§ PROBLEM TO WORK ON: Reproduce all of the data below without alteration; exclude every picture.

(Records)
━━━━━━━━━━
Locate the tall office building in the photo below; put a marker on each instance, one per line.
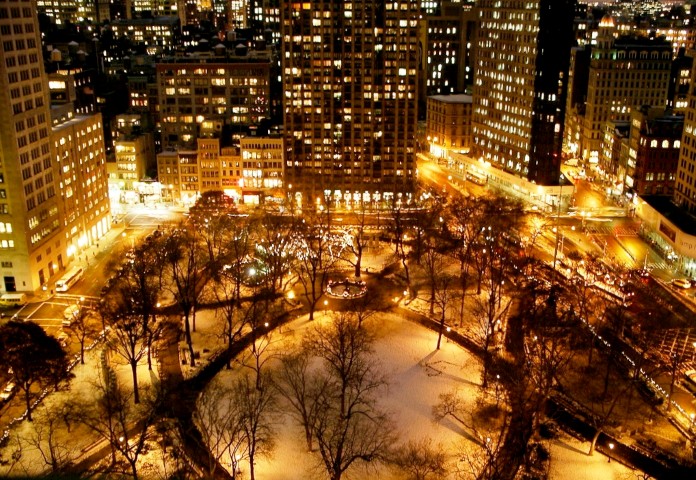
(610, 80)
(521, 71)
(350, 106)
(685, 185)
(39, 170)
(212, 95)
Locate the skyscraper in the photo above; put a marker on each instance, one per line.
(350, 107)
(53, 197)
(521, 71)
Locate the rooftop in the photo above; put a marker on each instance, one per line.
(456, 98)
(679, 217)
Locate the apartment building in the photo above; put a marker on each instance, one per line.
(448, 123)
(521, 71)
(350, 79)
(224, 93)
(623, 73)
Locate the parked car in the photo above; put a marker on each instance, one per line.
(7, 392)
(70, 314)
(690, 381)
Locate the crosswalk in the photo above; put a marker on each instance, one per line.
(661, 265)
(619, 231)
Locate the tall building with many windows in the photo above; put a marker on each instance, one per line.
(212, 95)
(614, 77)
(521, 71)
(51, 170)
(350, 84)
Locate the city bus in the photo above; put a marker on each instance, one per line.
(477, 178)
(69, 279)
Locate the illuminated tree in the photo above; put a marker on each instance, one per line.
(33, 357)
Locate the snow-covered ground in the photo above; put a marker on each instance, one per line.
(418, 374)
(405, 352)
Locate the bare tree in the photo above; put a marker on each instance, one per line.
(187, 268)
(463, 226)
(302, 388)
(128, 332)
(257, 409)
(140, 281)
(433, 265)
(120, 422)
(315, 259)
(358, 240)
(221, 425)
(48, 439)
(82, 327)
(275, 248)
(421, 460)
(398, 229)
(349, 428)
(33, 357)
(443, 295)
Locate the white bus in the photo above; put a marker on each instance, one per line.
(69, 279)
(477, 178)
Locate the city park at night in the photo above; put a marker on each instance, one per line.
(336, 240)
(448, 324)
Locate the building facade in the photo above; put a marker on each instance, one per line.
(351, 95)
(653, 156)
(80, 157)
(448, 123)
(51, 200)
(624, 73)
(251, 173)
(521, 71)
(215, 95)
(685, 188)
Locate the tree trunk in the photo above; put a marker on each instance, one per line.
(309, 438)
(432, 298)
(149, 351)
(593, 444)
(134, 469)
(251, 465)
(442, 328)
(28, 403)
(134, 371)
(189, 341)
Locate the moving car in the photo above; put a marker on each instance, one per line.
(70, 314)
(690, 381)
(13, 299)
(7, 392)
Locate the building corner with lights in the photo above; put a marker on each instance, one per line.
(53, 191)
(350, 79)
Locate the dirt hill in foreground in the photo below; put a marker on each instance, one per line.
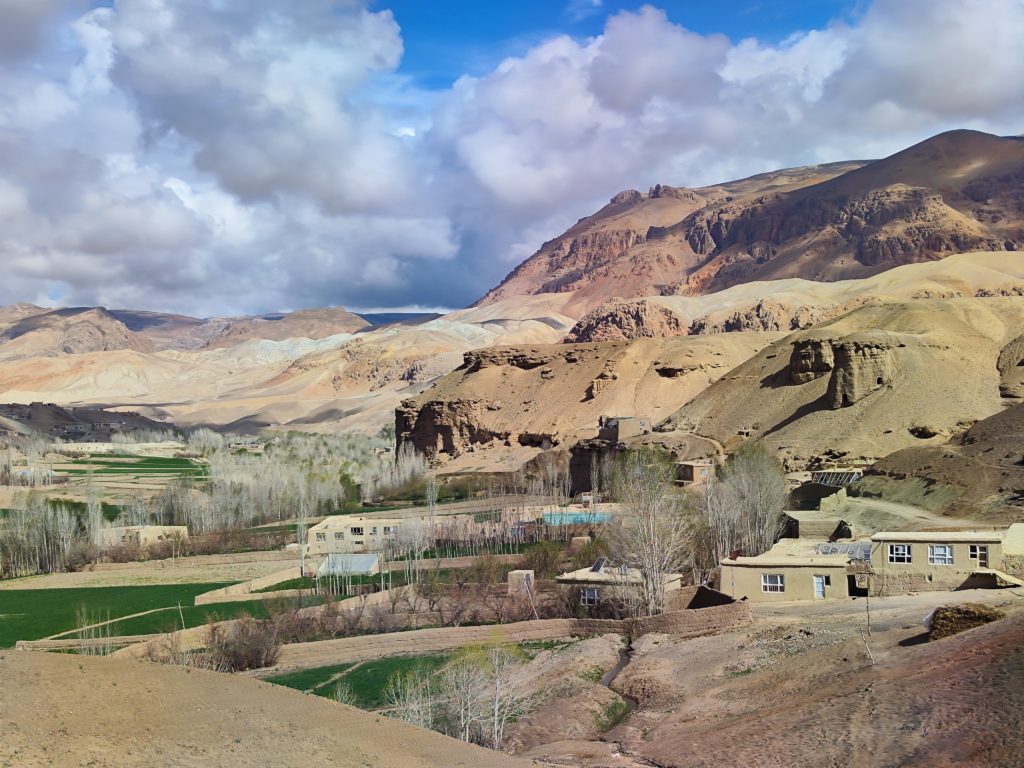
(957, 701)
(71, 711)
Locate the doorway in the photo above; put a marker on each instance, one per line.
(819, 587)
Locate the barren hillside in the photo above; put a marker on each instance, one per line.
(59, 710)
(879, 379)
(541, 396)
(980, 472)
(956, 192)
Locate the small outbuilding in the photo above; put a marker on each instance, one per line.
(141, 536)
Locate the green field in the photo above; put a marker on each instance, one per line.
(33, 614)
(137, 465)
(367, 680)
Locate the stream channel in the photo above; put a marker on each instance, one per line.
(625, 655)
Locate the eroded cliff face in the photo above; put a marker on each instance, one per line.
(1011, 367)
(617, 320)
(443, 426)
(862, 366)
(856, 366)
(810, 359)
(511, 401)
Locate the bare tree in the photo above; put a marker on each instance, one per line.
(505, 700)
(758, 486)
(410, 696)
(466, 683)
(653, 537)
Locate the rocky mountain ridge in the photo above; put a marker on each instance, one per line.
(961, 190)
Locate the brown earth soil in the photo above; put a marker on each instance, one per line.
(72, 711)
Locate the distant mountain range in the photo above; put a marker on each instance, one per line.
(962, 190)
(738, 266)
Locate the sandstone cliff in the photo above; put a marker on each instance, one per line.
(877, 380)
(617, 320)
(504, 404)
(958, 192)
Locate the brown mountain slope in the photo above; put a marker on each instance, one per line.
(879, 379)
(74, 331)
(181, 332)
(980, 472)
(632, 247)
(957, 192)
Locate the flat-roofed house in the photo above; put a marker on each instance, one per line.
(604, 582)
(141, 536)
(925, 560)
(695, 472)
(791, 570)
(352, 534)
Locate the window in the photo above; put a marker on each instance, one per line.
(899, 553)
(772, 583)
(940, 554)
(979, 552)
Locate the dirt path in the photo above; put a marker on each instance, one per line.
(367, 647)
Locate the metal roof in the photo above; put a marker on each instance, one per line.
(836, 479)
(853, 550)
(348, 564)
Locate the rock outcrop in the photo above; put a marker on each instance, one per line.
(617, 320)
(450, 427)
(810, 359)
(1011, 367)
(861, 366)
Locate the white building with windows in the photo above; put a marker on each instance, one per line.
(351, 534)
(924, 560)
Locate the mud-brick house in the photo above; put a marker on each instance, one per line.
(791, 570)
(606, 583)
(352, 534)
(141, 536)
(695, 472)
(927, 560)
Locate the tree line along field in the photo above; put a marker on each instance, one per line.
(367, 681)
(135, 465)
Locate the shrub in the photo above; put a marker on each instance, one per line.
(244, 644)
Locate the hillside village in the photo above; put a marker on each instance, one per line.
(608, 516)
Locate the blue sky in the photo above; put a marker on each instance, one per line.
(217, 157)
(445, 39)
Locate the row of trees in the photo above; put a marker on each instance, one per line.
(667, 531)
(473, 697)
━━━━━━━━━━
§ RESULT BELOW:
Locate the tall office building in the photo below; put a marker on each instance, one per line.
(610, 80)
(521, 71)
(350, 106)
(685, 185)
(39, 170)
(212, 95)
Locate the skyscraper in the photo above; put a marker on each instance, one per line.
(350, 107)
(53, 197)
(521, 71)
Locate the rooftop in the photo above; put a marker on each instance, one per line.
(456, 98)
(679, 217)
Locate the apartment building in the photo above; put a marker on each instance, one per line.
(448, 123)
(521, 71)
(350, 79)
(224, 93)
(623, 73)
Locate the parked car in the photo above; put a marker on each instance, one per line.
(7, 392)
(70, 314)
(690, 381)
Locate the crosswalk in the photo above; put a marker on each instance, one per line.
(661, 265)
(619, 231)
Locate the tall building with many windows in the photo above; put a marker on each instance, one per line.
(212, 95)
(614, 77)
(521, 71)
(51, 170)
(350, 84)
Locate the city bus in the photo above; put a marker on each instance, one per line.
(477, 178)
(69, 279)
Locate the illuminated tree in the photo above; put a marker on each instance, one per line.
(33, 357)
Locate the snow-covered ground in the photo above; put a marker on each instance, one per line.
(418, 374)
(405, 352)
Locate the bare tree in the photo above; put a marker on each instance, one per line.
(187, 268)
(463, 226)
(302, 388)
(128, 332)
(257, 409)
(140, 281)
(433, 265)
(120, 422)
(315, 259)
(358, 240)
(221, 425)
(48, 439)
(82, 327)
(275, 248)
(421, 460)
(398, 229)
(349, 428)
(33, 357)
(443, 295)
Locate the white bus in the photo above; put a marker on each instance, one per line.
(69, 279)
(477, 178)
Locate the city park at night in the photo above; put a marker on each instance, one per line.
(336, 240)
(448, 324)
Locate the building facade in the photo above; put a marker on each instance, one per line.
(351, 95)
(653, 156)
(80, 157)
(448, 123)
(51, 200)
(624, 73)
(251, 173)
(521, 71)
(215, 95)
(685, 188)
Locate the tree trunk in the photo above; put a marker on each instance, one per line.
(309, 438)
(432, 298)
(149, 351)
(593, 444)
(134, 469)
(251, 465)
(442, 328)
(28, 403)
(134, 371)
(189, 341)
Locate the moving car in the photo above; put a marker on each instance, one per line.
(70, 314)
(690, 381)
(13, 299)
(7, 392)
Locate the building corner with lights in the photo above; put a marker on each instance, one per line.
(53, 191)
(350, 79)
Locate the dirt hill in foreground in the photo below; put a marker on each instance, one per line.
(957, 701)
(71, 711)
Locate the doorway in the photo above; put a marker on each instance, one per line.
(819, 587)
Locate the barren hillside in the photo above; put a marker on each instance, one per line.
(59, 710)
(879, 379)
(541, 396)
(980, 472)
(956, 192)
Locate the small outbuilding in the photo above; put a marker on each instance, one per line.
(141, 536)
Locate the green field in the photo above; put a marker on each instance, one per line.
(33, 614)
(137, 465)
(367, 680)
Locate the stream channel in the photo above; put a marker on each instance, one per line.
(625, 655)
Locate the eroded cliff face in the photo above; put a marker on each instance, one per line.
(1011, 367)
(617, 320)
(443, 426)
(862, 366)
(856, 366)
(810, 359)
(511, 401)
Locate the bare tree in the photo above; put a marker on each instance, one per line.
(505, 700)
(758, 486)
(410, 696)
(466, 683)
(653, 537)
Locate the rocky mountain ridge in the photo above; put a marker on each instance, one per line.
(961, 190)
Locate the brown earth soil in the photo above; put a marker on each instance, one per line.
(72, 711)
Locate the distant mountain range in the photo above; put a marker on each instance, one per line.
(962, 190)
(738, 266)
Locate the sandstone cliff in the photo above; put a marker on each instance, one per line.
(877, 380)
(617, 320)
(504, 404)
(958, 192)
Locate the brown mountain slope in the photo above; put a marker on each instance, one per line.
(879, 379)
(74, 331)
(181, 332)
(980, 472)
(632, 247)
(957, 192)
Locate the flat-roofed house in the photo above; put a marker on each instance, one per line.
(604, 582)
(141, 536)
(925, 560)
(695, 472)
(791, 570)
(352, 534)
Locate the window in the photo above; put a marker on each instance, one per line.
(899, 553)
(772, 583)
(940, 554)
(979, 552)
Locate the dirt path in the photo above; put a marker on each instance, one per line.
(367, 647)
Locate the metal roof in the photo above; put a marker on each instance, one per line.
(836, 479)
(853, 550)
(348, 564)
Locate the rock outcrop in the photo above; put a marker on each instance, one per line.
(617, 320)
(450, 427)
(810, 359)
(1011, 367)
(861, 366)
Locate the white building with windows in the photo above; put a marker on each instance, one per line.
(351, 534)
(924, 560)
Locate the mud-brick house in the photo above; put a marker on each instance, one per line.
(791, 570)
(606, 583)
(352, 534)
(141, 536)
(695, 472)
(927, 560)
Locate the tree line along field in the photo above; put a marker on each instance, one per line.
(367, 681)
(135, 465)
Locate the shrub in the photo above; put a marker on each instance, one per line.
(244, 644)
Locate the hillside village in the photo above; put a marker on each instance, one per line.
(608, 516)
Locate the blue sky in the photo above; put a marker on each instance, one per line.
(217, 157)
(445, 39)
Locate the row of trees in the photo above; put a marker on each instance, one per line.
(667, 531)
(473, 697)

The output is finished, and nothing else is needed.